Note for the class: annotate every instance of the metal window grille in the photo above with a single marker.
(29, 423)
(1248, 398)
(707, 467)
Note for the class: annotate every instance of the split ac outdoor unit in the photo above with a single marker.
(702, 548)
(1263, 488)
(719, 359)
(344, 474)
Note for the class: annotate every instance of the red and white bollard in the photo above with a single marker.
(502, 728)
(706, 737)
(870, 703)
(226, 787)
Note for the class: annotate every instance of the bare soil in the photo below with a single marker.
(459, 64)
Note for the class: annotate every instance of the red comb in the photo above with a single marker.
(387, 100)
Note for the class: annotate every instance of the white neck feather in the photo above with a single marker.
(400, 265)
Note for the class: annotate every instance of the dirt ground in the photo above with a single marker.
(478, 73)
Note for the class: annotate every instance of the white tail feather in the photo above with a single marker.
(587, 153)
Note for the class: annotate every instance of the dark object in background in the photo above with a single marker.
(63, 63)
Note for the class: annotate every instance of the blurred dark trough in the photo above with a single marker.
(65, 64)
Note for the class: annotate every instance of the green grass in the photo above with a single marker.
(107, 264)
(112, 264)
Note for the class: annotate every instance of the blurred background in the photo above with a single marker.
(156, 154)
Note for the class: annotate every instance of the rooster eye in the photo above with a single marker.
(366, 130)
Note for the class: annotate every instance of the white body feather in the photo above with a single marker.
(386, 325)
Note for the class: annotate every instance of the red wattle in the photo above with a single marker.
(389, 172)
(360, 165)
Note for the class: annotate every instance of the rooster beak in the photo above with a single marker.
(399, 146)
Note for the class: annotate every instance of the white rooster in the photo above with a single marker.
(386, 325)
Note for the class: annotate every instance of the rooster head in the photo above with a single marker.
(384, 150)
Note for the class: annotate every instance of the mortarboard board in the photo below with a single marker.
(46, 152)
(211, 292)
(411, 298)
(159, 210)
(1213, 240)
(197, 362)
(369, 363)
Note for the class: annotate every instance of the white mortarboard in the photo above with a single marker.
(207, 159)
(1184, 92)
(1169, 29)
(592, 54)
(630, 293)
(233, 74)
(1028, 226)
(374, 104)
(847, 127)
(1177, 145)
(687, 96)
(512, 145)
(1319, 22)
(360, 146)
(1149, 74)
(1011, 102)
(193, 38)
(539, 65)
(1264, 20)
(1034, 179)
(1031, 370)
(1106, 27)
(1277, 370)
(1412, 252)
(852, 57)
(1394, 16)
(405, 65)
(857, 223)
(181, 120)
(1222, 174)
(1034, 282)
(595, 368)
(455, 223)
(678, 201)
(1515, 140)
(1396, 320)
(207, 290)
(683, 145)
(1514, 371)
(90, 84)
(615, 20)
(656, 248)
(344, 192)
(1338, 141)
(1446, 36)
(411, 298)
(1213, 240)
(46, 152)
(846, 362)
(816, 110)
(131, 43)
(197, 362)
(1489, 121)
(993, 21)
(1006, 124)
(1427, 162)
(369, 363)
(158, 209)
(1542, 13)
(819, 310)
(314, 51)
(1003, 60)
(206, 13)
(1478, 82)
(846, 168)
——————
== Your task ==
Reproduce the full listing above, character for character.

== Complete output ==
Note for the class: annotate every instance of the metal window grille in the photo above with a single marker.
(29, 423)
(1248, 398)
(707, 467)
Note for the class: annotate every instance of the split ac outdoor unit in the photo above with a single marker.
(702, 548)
(1263, 488)
(719, 359)
(344, 474)
Note for the class: annotate every instance of the red and white bollard in the photo above with a single marker.
(502, 728)
(706, 737)
(870, 703)
(226, 787)
Note for the class: annotate every instance of the bare soil in the photo below with a single marker.
(459, 64)
Note for the class: annotate every instance of the red comb in the photo above with a single marker.
(387, 100)
Note for the class: annotate every instance of the white neck feather in the photo above with a single marker.
(400, 265)
Note for the class: annotate every instance of the dirt ground in the photo above with a single marker.
(478, 73)
Note for the class: annotate every instance of the white tail feather in the photo above with a single marker.
(587, 153)
Note for the class: annotate every instance of the dark object in background in the photo above with a single marker.
(63, 63)
Note for the class: annotate every instance of the blurred dark trough in the photo above with a single marker.
(65, 64)
Note for the class: annotate every instance of the green grass in the photo above with a single marker.
(107, 264)
(112, 264)
Note for the class: annotate every instance of the blurred background in the photo above with a single marker.
(156, 154)
Note for the class: annotate every instance of the rooster eye in the photo above with a single marker.
(366, 130)
Note for the class: annotate every instance of the white body feather in the photo above with a single marker.
(386, 325)
Note for the class: annotate every instance of the red wattle in the photo above with a single marker.
(389, 172)
(360, 165)
Note for the class: annotate every instance of the rooster beak in the photo above with a single marker.
(399, 146)
Note for the class: annotate every instance of the white rooster in the photo above with a single marker.
(386, 325)
Note for the class: annotate every instance of the rooster head in the photo above with a single marker.
(384, 150)
Note for the class: annotate every instance of the mortarboard board in the photo below with a single marker.
(46, 152)
(211, 292)
(411, 298)
(159, 210)
(1213, 240)
(197, 362)
(369, 363)
Note for the class: annotate every instance of the white mortarboard in the photo above with a single marker.
(207, 159)
(1184, 92)
(1169, 29)
(592, 54)
(630, 293)
(233, 74)
(1028, 226)
(374, 104)
(847, 127)
(1177, 145)
(687, 96)
(512, 145)
(1319, 22)
(360, 146)
(1149, 74)
(1011, 102)
(193, 38)
(539, 65)
(1264, 20)
(1034, 179)
(1031, 370)
(1106, 27)
(1277, 370)
(1412, 252)
(852, 57)
(1394, 16)
(405, 65)
(857, 223)
(181, 120)
(1222, 174)
(1034, 282)
(595, 368)
(455, 223)
(678, 201)
(1515, 140)
(1396, 320)
(207, 290)
(683, 145)
(1514, 371)
(90, 84)
(615, 20)
(656, 248)
(344, 192)
(1338, 141)
(1446, 36)
(411, 298)
(1213, 240)
(46, 152)
(846, 362)
(816, 110)
(131, 43)
(197, 362)
(1489, 121)
(993, 21)
(1006, 124)
(1427, 162)
(369, 363)
(158, 209)
(1542, 13)
(819, 310)
(314, 51)
(1003, 60)
(206, 13)
(1478, 82)
(846, 168)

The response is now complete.